TEXT SHOWN -
Since I lost my dad when I was ten years old I have been fascinated, and a little scared of death. Death has always been something that I thought about, either with fear or wonder. I was afraid to lose the person I loved, but I always wondered what happened after. What is it like for them on their next journey? Who will they see? What will it feel like?

The fear of my life being different without them is what stopped me from fully being at peace with death. Change in how life as I know it caused me to worry about losing people I love. Never being able to hear their voice or feel their skin filled my being with panic. Never being able to have a two-sided conversation again or feel the squeeze of the hand took the breath right out of me.

As I ran from the fear of death, there was always something pushing me toward my fear. As the fear swam around in my head, the questions I had bobbed to the surface. Each time I attempted to push death under and out of my thoughts, it came straight to the surface. My mind was full of either thoughts about dying and death, or thoughts of trying not to think about it all.

Fear of losing my Gram consumed my early thoughts, and followed me straight to her death, and held on tight for seven years after. The pain and longing to see her, to hear her, to touch her was all I could concentrate on. Every waking thought included my desire to have her back in my life again. The longing to have her back stole parts of me, and weighed me down so much so that there were days I did not think I would survive the pain.

ASSIGNMENT 1 - Reproduce the passage of the essay on grief word for word, starting at "Since I lost" and ending at "it feel like?".
ASSIGNMENT 2 - Write out every question the grief essay poses in its first paragraph.
ASSIGNMENT 3 - Continue the essay about fearing death and losing loved ones, picking up after its final sentence.
The material that follows comes from a separate source.

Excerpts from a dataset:
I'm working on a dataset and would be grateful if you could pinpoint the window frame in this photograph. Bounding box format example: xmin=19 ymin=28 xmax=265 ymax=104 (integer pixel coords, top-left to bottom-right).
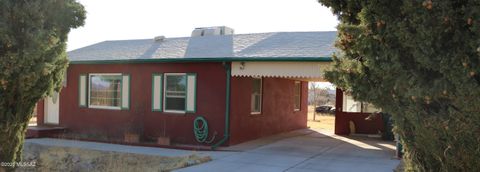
xmin=87 ymin=73 xmax=123 ymax=110
xmin=293 ymin=81 xmax=302 ymax=112
xmin=162 ymin=73 xmax=188 ymax=114
xmin=250 ymin=77 xmax=263 ymax=115
xmin=342 ymin=92 xmax=382 ymax=114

TASK RESULT 1 -
Since I lost my dad when I was ten years old I have been fascinated, and a little scared of death. Death has always been something that I thought about, either with fear or wonder. I was afraid to lose the person I loved, but I always wondered what happened after. What is it like for them on their next journey? Who will they see? What will it feel like?

TASK RESULT 2 -
What is it like for them on their next journey?
Who will they see?
What will it feel like?

TASK RESULT 3 -
Misery overshadowed me. The one constant through this period, was my continued interactions with death. The one career path I vowed to never take was the one that won my heart. Something inside me was stronger than I knew and pushed me to the path I was meant to travel.

No other population called to me like this one. The aging and disabled were who I knew how to help. With aging and disabilities, also came death. Outside my comfort zone, I slowly lost more and more clients. The first few years, the pain was almost too much. I felt like I was failing them; how was I helping them when they were dying? How did my time with them make a difference?

As family members grieved, I did not know what to do, or what to say. I could not hold the tears in. The feelings of gratitude and love seeped out my eyes. This could not be where I was meant to be. Could it? I felt their pain, and could not offer their loved one back to them. I could not give them anything. Or could I?

When I stopped feeling like I was letting them down, I looked at what I was doing. I was holding their hand and talking about the hard things no one else wanted to talk about. I sat at their bedside as they talked about how the life they had lived had went wrong and how it went right. I listened to their regrets and their joys. I developed a relationship with them as they packed up their things and headed to the door.

Death was not stealing people from me, it was sending people to me. Together, we were learning from each other. I was receiving so much when I pushed through the fear. I saw people in their most vulnerable state. Their strength transferred to me. Their love and ability to give in to what is filled my heart. The empty spaces that death had created for me was being filled in. With each interaction the pull towards death tugged me closer. This. This was what I was meant to do.

These lessons helped teach me that time is precious. The time that we do have should be spent living. My fear and sorrow changed. Something inside me shifted, and the weight lifted. The transformation from fear to healing made me realize I had to peruse this gift that was given to me. Death is not going away, and I can help those who need it. I can share the gifts that I had been given.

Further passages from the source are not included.